PROBLEM —
Copy the listing from its start through the line containing "[(221, 93)]", with both ends included. Keep the requests unchanged, multiply every coordinate in the answers by 0.3 and round each to a whole number (halves round up), and leave out the pictures.

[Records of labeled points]
* * *

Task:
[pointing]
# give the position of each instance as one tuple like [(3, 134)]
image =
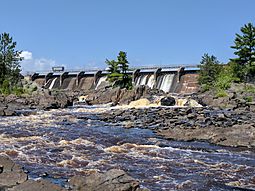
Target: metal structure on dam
[(169, 79)]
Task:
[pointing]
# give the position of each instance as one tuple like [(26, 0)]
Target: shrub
[(221, 93)]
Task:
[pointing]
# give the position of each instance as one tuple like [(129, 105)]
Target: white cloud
[(26, 55)]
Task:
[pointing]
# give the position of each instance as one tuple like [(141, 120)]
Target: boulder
[(111, 180), (140, 103), (39, 185), (11, 174), (167, 101), (103, 96)]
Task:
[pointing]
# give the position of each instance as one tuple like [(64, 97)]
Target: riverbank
[(57, 145), (222, 127), (14, 178)]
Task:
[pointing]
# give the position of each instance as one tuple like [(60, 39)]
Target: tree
[(209, 71), (9, 60), (245, 50), (114, 71), (122, 61), (118, 71)]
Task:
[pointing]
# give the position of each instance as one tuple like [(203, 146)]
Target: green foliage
[(249, 89), (17, 91), (9, 63), (248, 99), (221, 93), (209, 70), (245, 50), (5, 88), (226, 76), (118, 71)]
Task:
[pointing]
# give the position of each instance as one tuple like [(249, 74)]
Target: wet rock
[(111, 180), (39, 185), (103, 96), (167, 101), (11, 173)]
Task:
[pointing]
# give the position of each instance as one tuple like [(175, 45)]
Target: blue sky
[(83, 33)]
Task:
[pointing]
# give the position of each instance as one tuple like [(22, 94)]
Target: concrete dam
[(183, 80)]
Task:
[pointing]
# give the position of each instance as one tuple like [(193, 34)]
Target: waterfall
[(52, 83), (143, 80), (101, 79), (86, 83), (167, 82), (151, 81), (147, 79)]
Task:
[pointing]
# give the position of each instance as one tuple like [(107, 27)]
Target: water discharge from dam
[(167, 82), (147, 79), (75, 141)]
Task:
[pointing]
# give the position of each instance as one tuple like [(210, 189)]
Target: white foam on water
[(52, 83), (167, 82), (151, 81), (101, 79)]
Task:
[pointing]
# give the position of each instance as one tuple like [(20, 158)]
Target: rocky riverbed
[(222, 127), (59, 144), (14, 178)]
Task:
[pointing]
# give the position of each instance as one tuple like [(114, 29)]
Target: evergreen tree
[(118, 71), (245, 50), (209, 71), (9, 60), (123, 62)]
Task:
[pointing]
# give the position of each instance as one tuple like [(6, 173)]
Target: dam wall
[(183, 80)]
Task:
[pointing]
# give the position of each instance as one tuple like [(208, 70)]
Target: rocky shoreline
[(221, 127), (14, 178)]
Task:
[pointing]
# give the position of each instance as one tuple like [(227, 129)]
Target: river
[(58, 144)]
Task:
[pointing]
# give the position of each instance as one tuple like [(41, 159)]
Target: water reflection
[(74, 141)]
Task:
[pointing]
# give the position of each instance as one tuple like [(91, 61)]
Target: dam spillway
[(181, 80)]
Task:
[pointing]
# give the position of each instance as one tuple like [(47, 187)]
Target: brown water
[(61, 143)]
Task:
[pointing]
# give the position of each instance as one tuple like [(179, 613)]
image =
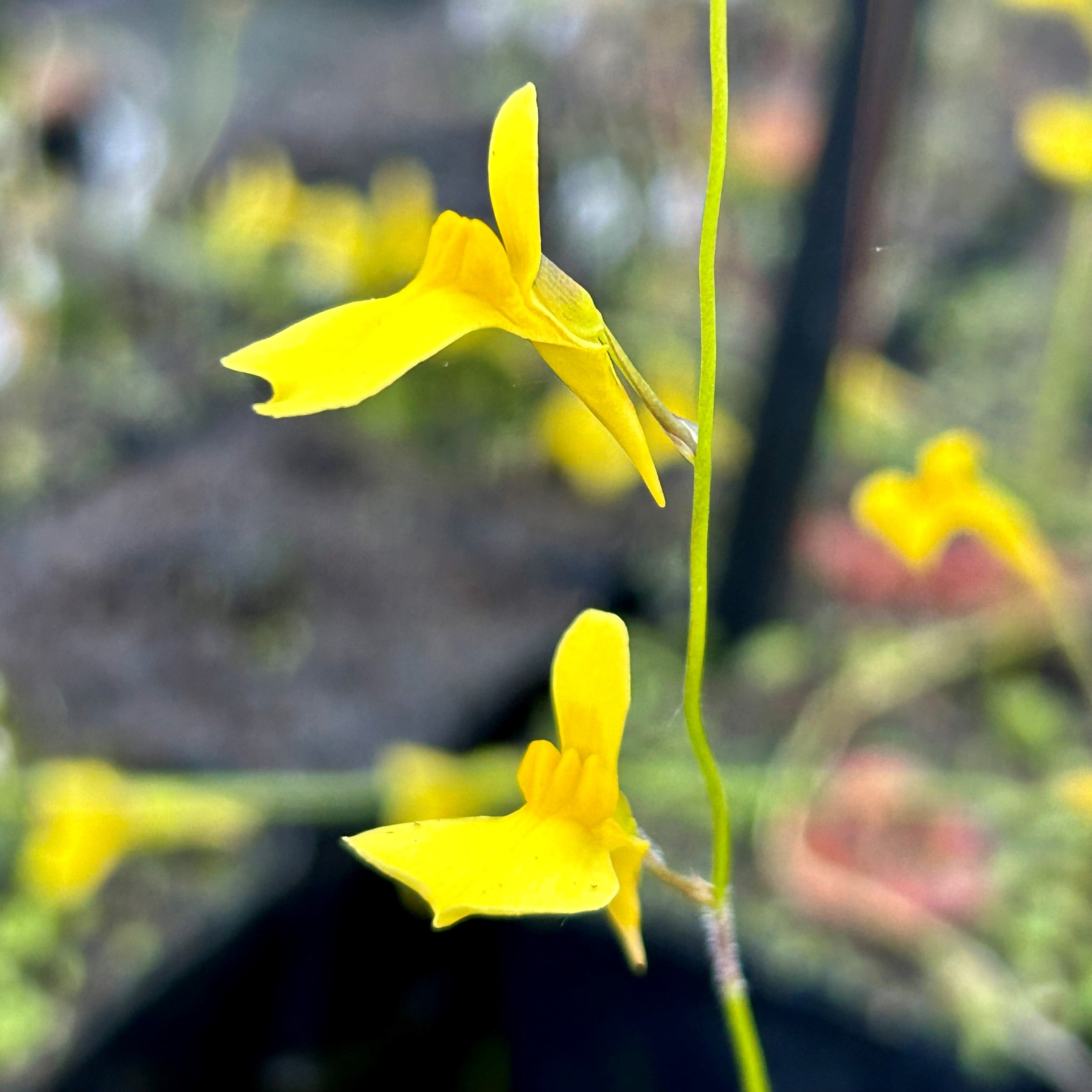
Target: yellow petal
[(590, 375), (590, 685), (341, 356), (520, 864), (1055, 136), (514, 183), (586, 452), (625, 909)]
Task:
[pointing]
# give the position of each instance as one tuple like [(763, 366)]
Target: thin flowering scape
[(470, 281), (574, 847)]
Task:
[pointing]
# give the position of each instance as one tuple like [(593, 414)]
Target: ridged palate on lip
[(556, 783)]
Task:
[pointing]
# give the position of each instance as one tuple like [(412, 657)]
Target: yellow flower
[(1075, 790), (574, 846), (919, 516), (252, 210), (597, 468), (86, 816), (403, 202), (1066, 7), (333, 235), (582, 449), (425, 783), (1055, 137), (469, 281)]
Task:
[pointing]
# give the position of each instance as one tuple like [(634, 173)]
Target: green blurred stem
[(306, 798), (1061, 403), (732, 985)]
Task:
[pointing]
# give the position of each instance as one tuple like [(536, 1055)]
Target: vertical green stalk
[(1061, 403), (720, 924)]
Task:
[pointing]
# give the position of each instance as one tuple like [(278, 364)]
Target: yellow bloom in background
[(425, 783), (333, 236), (403, 203), (1054, 135), (252, 210), (1075, 790), (574, 846), (86, 816), (919, 515), (469, 281), (1066, 7)]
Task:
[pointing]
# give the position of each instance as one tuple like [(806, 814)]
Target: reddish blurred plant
[(880, 852)]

* * *

EXERCISE SOLUTION —
Task:
[pointing]
# give the position of each instance as one tuple like [(3, 134)]
image =
Target: metal structure on dam
[(51, 24)]
Task:
[pointing]
# give the position of each instance as one tuple like [(26, 0)]
Target: shrub
[(66, 28)]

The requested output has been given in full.